| Data provided |
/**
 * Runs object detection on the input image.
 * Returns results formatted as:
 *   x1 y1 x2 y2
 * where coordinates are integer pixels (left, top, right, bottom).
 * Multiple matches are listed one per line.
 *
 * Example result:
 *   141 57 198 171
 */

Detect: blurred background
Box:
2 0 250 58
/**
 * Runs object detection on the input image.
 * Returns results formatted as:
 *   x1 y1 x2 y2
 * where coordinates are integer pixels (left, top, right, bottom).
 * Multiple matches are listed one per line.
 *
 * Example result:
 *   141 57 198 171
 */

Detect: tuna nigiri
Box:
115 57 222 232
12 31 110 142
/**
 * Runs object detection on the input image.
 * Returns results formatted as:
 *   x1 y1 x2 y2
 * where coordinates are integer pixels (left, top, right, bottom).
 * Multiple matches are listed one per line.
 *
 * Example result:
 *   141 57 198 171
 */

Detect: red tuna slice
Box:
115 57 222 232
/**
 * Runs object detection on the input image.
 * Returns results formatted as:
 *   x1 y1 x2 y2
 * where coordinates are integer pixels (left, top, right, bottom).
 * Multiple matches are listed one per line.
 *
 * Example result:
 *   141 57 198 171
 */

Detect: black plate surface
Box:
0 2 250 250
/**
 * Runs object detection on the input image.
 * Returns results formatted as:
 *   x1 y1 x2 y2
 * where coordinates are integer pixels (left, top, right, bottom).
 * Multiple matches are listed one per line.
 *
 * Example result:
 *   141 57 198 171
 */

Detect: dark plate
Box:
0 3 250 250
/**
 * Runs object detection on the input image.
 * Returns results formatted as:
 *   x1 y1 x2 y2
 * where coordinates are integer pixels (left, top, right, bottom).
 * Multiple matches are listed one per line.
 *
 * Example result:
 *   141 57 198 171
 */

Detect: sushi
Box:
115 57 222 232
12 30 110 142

| Objective |
Shift every coordinate in the answer boxes by adding -150, leaving the sample result lines unchanged, and write out the records again, requests included. Cover only the stretch from the start of the records up to and including the line with "0 3 250 250".

| Completed exercise |
/**
 * Runs object detection on the input image.
 * Returns results formatted as:
 *   x1 y1 x2 y2
 * where coordinates are integer pixels (left, top, right, bottom).
 * Multiple matches are listed one per line.
 *
 * Example result:
 *   141 57 198 171
 */

Detect: blurred background
Box:
-148 -150 100 -92
/**
 * Runs object detection on the input image.
 * Returns results formatted as:
 *   x1 y1 x2 y2
 * where coordinates are integer pixels (left, top, right, bottom).
 * Multiple matches are listed one per line.
 *
 * Example result:
 *   141 57 198 171
 */

Detect: tuna nigiri
Box:
-35 -93 72 82
-138 -119 -40 -8
/**
 * Runs object detection on the input image.
 * Returns results formatted as:
 *   x1 y1 x2 y2
 * where coordinates are integer pixels (left, top, right, bottom).
 * Multiple matches are listed one per line.
 *
 * Example result:
 *   141 57 198 171
 */

Detect: red tuna slice
Box:
-35 -93 72 82
/**
 * Runs object detection on the input image.
 * Returns results formatted as:
 *   x1 y1 x2 y2
 * where coordinates are integer pixels (left, top, right, bottom).
 * Multiple matches are listed one per line.
 *
 * Example result:
 *   141 57 198 171
 */

Detect: black plate surface
Box:
-150 -148 100 100
/**
 * Runs object detection on the input image.
 * Returns results formatted as:
 *   x1 y1 x2 y2
 * where coordinates are integer pixels (left, top, right, bottom).
 * Multiple matches are listed one per line.
 *
 * Example result:
 *   141 57 198 171
 */

Detect: dark plate
Box:
-150 -147 100 100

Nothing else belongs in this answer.